| Source material |
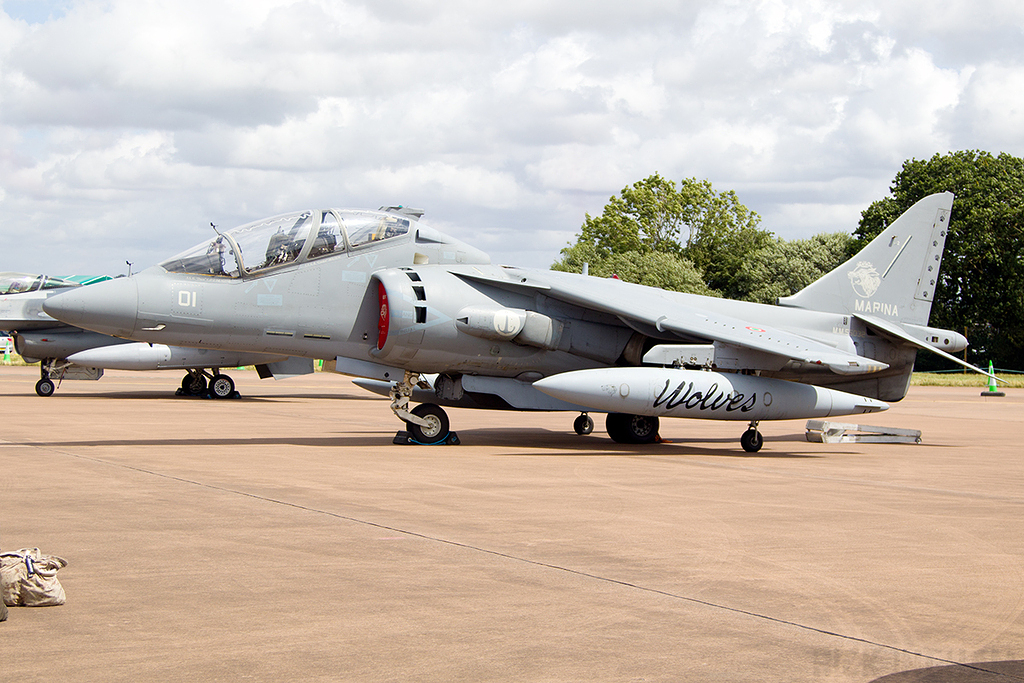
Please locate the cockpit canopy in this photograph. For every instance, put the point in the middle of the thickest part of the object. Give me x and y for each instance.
(18, 283)
(287, 239)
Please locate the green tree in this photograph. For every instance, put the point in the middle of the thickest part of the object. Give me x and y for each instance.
(693, 228)
(981, 283)
(781, 267)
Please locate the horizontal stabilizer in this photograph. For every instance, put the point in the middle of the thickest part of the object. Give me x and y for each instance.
(894, 330)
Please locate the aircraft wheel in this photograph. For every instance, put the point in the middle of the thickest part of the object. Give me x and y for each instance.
(632, 428)
(437, 427)
(45, 387)
(194, 385)
(584, 425)
(752, 440)
(221, 386)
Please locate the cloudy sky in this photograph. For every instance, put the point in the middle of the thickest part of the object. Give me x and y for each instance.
(127, 126)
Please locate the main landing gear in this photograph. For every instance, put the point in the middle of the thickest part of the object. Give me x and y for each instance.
(50, 370)
(214, 384)
(624, 428)
(427, 423)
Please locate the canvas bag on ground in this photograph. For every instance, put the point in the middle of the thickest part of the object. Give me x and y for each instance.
(30, 579)
(3, 605)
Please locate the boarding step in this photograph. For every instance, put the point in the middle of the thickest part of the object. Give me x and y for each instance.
(838, 432)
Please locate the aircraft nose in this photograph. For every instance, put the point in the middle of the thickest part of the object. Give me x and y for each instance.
(110, 307)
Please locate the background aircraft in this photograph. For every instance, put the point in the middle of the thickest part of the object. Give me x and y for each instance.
(391, 299)
(68, 352)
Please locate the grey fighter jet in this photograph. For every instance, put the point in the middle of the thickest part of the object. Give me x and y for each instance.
(69, 352)
(393, 300)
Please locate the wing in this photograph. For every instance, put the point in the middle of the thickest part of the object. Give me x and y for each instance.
(670, 312)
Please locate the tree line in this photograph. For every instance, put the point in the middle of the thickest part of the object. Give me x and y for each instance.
(688, 237)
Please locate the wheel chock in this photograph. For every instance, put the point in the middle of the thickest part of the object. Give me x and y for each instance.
(404, 438)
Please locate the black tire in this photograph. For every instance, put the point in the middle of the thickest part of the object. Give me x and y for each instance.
(45, 387)
(584, 425)
(221, 386)
(194, 385)
(752, 440)
(625, 428)
(437, 430)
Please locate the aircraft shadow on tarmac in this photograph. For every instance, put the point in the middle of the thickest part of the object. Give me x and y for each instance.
(985, 672)
(137, 395)
(544, 440)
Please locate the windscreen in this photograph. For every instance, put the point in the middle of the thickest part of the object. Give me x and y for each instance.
(262, 244)
(16, 283)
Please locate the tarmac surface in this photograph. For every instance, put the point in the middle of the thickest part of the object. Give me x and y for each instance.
(282, 537)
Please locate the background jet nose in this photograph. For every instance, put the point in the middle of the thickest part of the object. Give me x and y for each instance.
(110, 307)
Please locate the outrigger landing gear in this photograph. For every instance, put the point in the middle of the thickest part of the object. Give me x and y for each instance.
(427, 423)
(752, 439)
(584, 425)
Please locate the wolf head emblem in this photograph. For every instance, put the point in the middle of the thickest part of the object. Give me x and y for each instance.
(864, 279)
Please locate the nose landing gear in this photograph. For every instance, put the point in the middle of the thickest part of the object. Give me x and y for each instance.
(752, 439)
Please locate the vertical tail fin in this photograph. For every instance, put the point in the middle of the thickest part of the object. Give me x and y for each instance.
(894, 276)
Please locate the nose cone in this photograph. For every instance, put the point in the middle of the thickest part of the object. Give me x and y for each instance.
(110, 307)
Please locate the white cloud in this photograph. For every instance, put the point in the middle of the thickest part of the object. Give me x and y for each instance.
(127, 126)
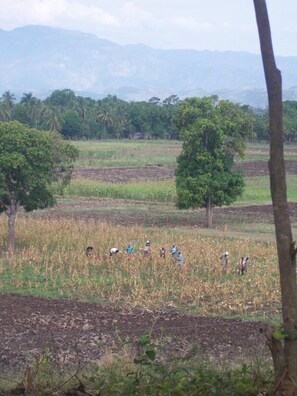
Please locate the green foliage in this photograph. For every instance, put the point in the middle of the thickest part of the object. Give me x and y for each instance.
(178, 375)
(146, 191)
(213, 133)
(30, 161)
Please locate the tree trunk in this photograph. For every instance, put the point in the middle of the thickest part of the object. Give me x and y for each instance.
(209, 212)
(11, 213)
(285, 247)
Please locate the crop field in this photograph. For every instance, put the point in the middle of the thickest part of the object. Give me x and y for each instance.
(123, 192)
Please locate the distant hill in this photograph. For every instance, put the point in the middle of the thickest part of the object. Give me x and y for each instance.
(41, 59)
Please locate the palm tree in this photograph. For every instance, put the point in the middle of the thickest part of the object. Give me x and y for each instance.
(7, 103)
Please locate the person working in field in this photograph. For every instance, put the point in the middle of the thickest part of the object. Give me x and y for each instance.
(113, 251)
(224, 259)
(129, 250)
(162, 252)
(174, 251)
(180, 260)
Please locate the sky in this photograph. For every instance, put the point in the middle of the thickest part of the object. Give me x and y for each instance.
(223, 25)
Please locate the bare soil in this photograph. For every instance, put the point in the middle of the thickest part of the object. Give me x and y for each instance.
(77, 333)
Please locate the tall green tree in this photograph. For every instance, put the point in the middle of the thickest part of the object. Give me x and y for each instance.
(213, 133)
(30, 162)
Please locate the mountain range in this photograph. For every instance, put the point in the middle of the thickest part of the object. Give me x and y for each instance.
(41, 59)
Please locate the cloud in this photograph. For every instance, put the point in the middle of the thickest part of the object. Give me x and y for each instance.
(70, 14)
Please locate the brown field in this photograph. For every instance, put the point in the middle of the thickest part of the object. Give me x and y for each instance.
(73, 330)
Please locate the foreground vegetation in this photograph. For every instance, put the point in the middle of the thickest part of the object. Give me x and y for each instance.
(138, 371)
(51, 262)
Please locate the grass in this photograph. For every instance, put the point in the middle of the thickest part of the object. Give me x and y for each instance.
(110, 153)
(51, 262)
(128, 370)
(257, 190)
(143, 190)
(94, 154)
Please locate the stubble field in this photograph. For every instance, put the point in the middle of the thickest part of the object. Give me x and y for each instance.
(108, 298)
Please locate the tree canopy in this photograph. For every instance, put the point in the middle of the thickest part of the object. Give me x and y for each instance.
(30, 162)
(212, 132)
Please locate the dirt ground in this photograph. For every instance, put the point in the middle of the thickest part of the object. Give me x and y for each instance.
(77, 333)
(127, 174)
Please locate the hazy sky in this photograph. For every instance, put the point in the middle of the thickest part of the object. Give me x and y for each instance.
(196, 24)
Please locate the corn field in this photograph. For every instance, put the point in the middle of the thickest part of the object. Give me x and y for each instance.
(51, 261)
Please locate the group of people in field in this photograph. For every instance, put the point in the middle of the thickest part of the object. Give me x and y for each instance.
(175, 253)
(241, 267)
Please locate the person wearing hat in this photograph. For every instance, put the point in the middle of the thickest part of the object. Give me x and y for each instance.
(174, 251)
(180, 260)
(224, 261)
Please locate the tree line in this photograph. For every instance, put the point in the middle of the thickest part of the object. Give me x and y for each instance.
(77, 117)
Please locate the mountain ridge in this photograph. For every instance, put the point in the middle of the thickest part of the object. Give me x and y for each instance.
(40, 59)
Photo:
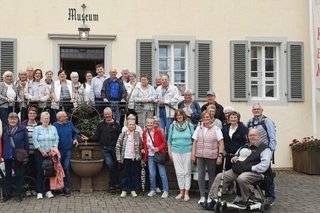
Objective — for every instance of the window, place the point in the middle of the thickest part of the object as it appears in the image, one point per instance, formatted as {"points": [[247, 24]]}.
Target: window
{"points": [[173, 60], [188, 62], [264, 71], [267, 71]]}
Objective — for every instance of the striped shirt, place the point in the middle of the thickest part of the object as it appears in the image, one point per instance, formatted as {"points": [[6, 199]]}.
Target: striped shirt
{"points": [[45, 137]]}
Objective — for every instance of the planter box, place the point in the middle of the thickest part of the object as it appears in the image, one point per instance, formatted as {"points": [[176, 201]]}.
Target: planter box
{"points": [[306, 162]]}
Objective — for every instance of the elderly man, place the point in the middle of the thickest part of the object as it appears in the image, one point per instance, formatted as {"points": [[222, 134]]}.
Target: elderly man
{"points": [[113, 91], [211, 98], [107, 134], [167, 98], [267, 130], [250, 162], [95, 90], [68, 137]]}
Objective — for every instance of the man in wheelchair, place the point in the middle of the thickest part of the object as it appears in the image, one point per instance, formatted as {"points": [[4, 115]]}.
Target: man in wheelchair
{"points": [[249, 166]]}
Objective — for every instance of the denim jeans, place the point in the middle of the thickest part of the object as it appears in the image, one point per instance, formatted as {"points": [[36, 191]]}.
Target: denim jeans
{"points": [[19, 175], [152, 173], [65, 162], [42, 185], [165, 121], [110, 160], [130, 175]]}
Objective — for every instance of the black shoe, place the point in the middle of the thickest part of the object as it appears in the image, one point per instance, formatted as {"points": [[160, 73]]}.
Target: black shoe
{"points": [[19, 199], [270, 200], [6, 198], [66, 192]]}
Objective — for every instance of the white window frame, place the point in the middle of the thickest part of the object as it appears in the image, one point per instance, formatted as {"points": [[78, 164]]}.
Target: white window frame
{"points": [[263, 71]]}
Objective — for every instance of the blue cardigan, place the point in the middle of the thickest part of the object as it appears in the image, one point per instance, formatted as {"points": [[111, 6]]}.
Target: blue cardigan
{"points": [[20, 139]]}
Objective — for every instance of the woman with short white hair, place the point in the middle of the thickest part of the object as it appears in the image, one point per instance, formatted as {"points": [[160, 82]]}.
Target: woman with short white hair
{"points": [[8, 96]]}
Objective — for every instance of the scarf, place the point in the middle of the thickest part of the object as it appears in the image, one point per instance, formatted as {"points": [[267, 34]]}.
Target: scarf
{"points": [[180, 126]]}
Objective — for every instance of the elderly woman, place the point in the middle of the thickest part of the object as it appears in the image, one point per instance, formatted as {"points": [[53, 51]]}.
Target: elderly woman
{"points": [[37, 91], [207, 149], [226, 112], [179, 148], [77, 89], [154, 141], [86, 86], [212, 108], [128, 151], [45, 137], [144, 96], [190, 107], [22, 84], [62, 93], [15, 136], [8, 96]]}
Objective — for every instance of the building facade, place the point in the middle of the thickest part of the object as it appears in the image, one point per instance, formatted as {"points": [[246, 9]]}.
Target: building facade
{"points": [[246, 51]]}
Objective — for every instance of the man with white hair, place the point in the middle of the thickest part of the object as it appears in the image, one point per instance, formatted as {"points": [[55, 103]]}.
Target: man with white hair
{"points": [[68, 137]]}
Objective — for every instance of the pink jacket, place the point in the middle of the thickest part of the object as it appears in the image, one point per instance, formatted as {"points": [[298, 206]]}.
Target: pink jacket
{"points": [[57, 181]]}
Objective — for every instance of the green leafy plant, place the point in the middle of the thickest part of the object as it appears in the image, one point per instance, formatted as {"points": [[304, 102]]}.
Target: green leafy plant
{"points": [[306, 144], [85, 119]]}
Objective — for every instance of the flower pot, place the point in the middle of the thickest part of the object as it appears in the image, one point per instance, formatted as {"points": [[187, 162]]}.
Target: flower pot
{"points": [[306, 162]]}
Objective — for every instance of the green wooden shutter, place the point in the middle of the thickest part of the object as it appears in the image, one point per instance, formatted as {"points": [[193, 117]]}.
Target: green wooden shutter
{"points": [[239, 70], [295, 66], [8, 55], [203, 68], [145, 59]]}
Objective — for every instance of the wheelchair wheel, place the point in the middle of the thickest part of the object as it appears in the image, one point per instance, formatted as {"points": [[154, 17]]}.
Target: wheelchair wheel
{"points": [[265, 207]]}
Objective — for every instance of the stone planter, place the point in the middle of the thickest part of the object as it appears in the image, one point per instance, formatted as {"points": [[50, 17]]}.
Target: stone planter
{"points": [[306, 162]]}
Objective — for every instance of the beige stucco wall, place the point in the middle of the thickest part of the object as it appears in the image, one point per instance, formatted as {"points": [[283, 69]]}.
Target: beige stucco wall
{"points": [[220, 21]]}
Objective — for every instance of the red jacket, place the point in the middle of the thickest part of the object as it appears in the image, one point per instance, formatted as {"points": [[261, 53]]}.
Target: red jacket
{"points": [[159, 142]]}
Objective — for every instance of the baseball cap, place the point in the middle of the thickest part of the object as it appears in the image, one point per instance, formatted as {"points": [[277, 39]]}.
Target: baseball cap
{"points": [[211, 93]]}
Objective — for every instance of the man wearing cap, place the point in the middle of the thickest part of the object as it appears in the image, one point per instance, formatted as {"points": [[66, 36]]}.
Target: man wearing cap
{"points": [[211, 98], [251, 161]]}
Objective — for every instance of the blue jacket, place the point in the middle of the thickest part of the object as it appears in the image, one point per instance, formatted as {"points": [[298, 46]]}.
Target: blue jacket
{"points": [[239, 137], [67, 133], [196, 111], [20, 139]]}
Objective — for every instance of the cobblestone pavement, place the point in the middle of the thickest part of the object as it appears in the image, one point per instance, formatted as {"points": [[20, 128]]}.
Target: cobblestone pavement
{"points": [[295, 193]]}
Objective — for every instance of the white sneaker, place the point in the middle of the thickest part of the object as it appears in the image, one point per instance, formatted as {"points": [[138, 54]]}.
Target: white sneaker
{"points": [[186, 198], [202, 200], [49, 194], [133, 194], [165, 195], [151, 193], [123, 194], [179, 196], [39, 196]]}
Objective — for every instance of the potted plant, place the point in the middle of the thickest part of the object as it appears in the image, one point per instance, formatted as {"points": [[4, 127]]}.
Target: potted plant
{"points": [[306, 155]]}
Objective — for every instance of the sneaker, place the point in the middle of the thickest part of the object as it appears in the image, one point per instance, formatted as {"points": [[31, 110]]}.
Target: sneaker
{"points": [[133, 194], [49, 194], [179, 196], [39, 196], [202, 200], [165, 195], [151, 193], [237, 199], [123, 194], [270, 200]]}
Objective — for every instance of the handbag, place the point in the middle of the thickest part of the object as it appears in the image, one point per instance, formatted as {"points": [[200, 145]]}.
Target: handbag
{"points": [[48, 167], [159, 157]]}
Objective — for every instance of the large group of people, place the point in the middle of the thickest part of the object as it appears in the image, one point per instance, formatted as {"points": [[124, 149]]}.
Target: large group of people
{"points": [[155, 120]]}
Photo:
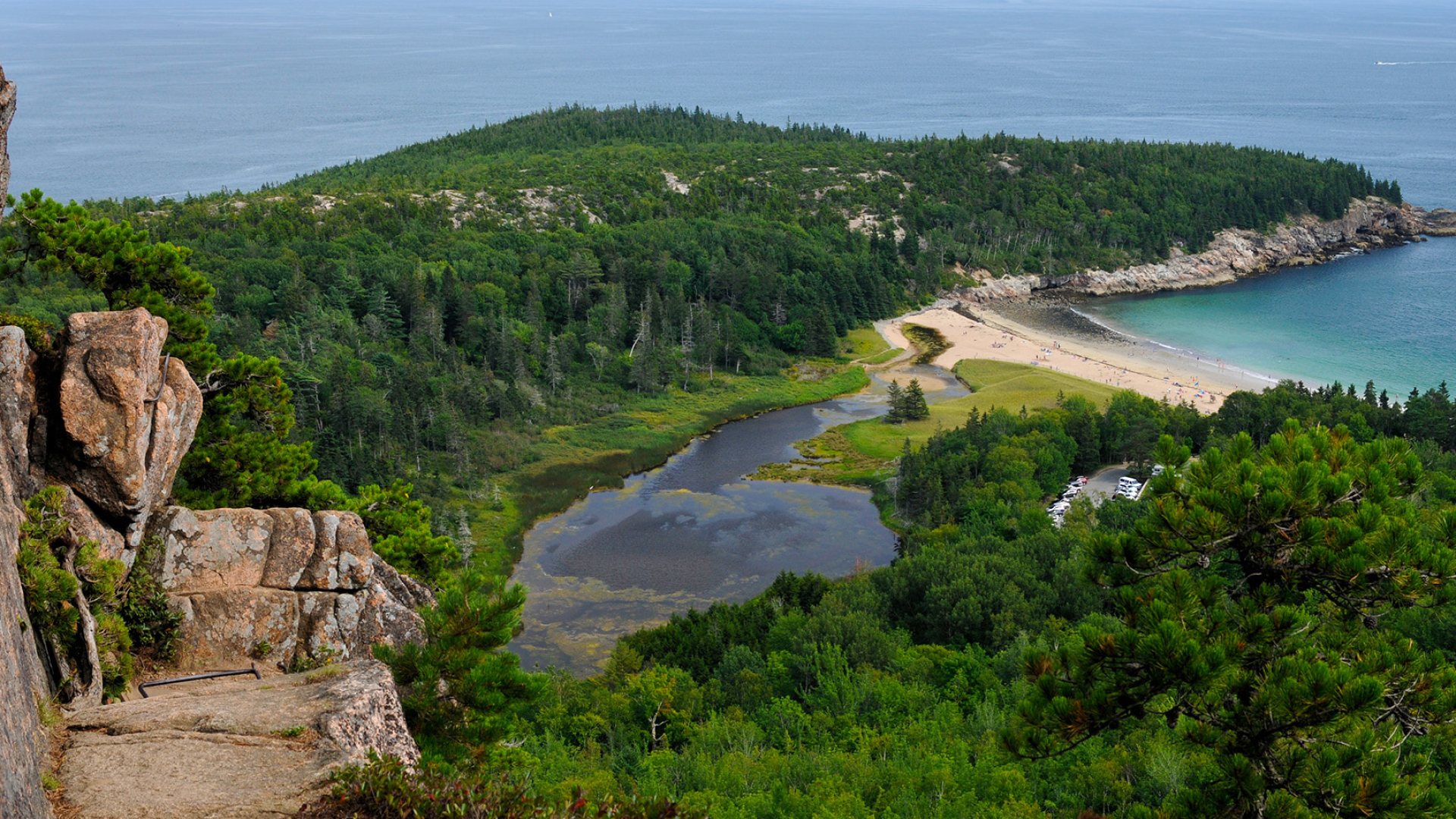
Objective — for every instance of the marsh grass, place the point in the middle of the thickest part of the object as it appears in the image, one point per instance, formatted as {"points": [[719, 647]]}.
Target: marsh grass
{"points": [[566, 463]]}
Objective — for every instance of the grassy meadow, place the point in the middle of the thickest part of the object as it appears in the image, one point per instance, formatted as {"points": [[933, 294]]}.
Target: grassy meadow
{"points": [[862, 453]]}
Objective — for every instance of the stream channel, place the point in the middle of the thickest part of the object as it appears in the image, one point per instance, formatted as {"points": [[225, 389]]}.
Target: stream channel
{"points": [[695, 531]]}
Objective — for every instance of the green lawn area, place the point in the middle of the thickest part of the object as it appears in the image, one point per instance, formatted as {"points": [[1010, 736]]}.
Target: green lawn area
{"points": [[861, 343], [883, 356], [996, 384]]}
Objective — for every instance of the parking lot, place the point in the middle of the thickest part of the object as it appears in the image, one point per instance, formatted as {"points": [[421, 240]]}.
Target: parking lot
{"points": [[1103, 485]]}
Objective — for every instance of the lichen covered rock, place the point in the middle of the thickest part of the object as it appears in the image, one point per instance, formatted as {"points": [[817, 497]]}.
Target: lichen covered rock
{"points": [[294, 580], [232, 749], [126, 420]]}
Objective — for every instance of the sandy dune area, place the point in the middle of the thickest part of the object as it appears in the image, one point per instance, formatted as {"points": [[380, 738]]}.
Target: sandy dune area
{"points": [[1153, 373]]}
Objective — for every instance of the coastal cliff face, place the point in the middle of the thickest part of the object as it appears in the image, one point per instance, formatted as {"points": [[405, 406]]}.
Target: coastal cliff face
{"points": [[1237, 254], [22, 676], [6, 115], [108, 419]]}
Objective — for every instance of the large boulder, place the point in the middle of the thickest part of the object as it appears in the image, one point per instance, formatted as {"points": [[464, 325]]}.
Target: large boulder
{"points": [[17, 410], [341, 557], [232, 749], [85, 525], [127, 414], [22, 676], [224, 629], [287, 579], [6, 114], [212, 550]]}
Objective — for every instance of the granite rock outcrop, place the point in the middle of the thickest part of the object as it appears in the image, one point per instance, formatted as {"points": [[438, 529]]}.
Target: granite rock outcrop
{"points": [[6, 115], [232, 749], [280, 583], [127, 414], [1235, 254], [108, 417], [22, 675]]}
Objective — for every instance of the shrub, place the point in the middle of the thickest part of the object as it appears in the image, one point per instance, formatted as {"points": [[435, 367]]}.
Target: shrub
{"points": [[388, 789]]}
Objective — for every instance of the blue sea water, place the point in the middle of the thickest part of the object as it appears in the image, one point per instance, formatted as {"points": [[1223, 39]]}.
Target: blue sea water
{"points": [[168, 96]]}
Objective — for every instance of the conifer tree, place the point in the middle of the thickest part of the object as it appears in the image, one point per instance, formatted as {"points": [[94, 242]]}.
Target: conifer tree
{"points": [[1250, 610], [913, 403], [896, 413], [460, 689]]}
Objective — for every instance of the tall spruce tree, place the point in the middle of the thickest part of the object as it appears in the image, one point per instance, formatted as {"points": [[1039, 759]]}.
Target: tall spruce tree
{"points": [[896, 401], [1248, 615]]}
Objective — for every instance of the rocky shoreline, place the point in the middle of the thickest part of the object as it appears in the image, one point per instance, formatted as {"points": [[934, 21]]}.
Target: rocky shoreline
{"points": [[1234, 254]]}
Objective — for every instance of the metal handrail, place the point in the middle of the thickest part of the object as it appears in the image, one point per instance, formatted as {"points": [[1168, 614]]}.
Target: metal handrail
{"points": [[193, 678]]}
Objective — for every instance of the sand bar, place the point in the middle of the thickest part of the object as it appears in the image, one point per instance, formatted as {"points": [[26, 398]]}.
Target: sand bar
{"points": [[1155, 373]]}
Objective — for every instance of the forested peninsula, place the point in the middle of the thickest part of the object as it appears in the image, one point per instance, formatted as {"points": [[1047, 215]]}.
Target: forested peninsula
{"points": [[487, 314], [497, 321]]}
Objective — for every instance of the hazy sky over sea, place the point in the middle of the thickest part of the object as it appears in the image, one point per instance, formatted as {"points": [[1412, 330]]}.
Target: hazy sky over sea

| What to do |
Print exactly the lines of the listing above starting at the line containing "Target: large boulder" and ending at the line containing "Objective — for every instance of the conifer", both included.

| Reply |
Target: large boulder
{"points": [[17, 410], [341, 557], [232, 749], [85, 525], [127, 414], [22, 676], [224, 629], [287, 579], [6, 114], [212, 550]]}
Objective — for every instance of the granite rock outcrop, place the point in the middle of the thickest part of the object as it appears in the image, one point per instance, formatted as {"points": [[438, 529]]}.
Target: granite rock outcrop
{"points": [[6, 115], [232, 749], [280, 583], [127, 414], [1235, 254], [108, 417], [22, 675]]}
Objective — for every instance of the shrub, place the point in the middle of the thickest part of the object as it appears in the image, one point per instance, formatted as {"points": [[435, 367]]}.
Target: shrub
{"points": [[388, 789]]}
Objective — for every instance of the blue sea water, place the point in the middle of the thickest part of the object as it appears in the image, one point per instance, formatted as {"points": [[1223, 39]]}.
Target: blue sea water
{"points": [[168, 96]]}
Objective — for every instance of the conifer tree, place the point in the middle of the thickest part of the object as it appears in the image, one point per instance, formatted as {"points": [[94, 242]]}.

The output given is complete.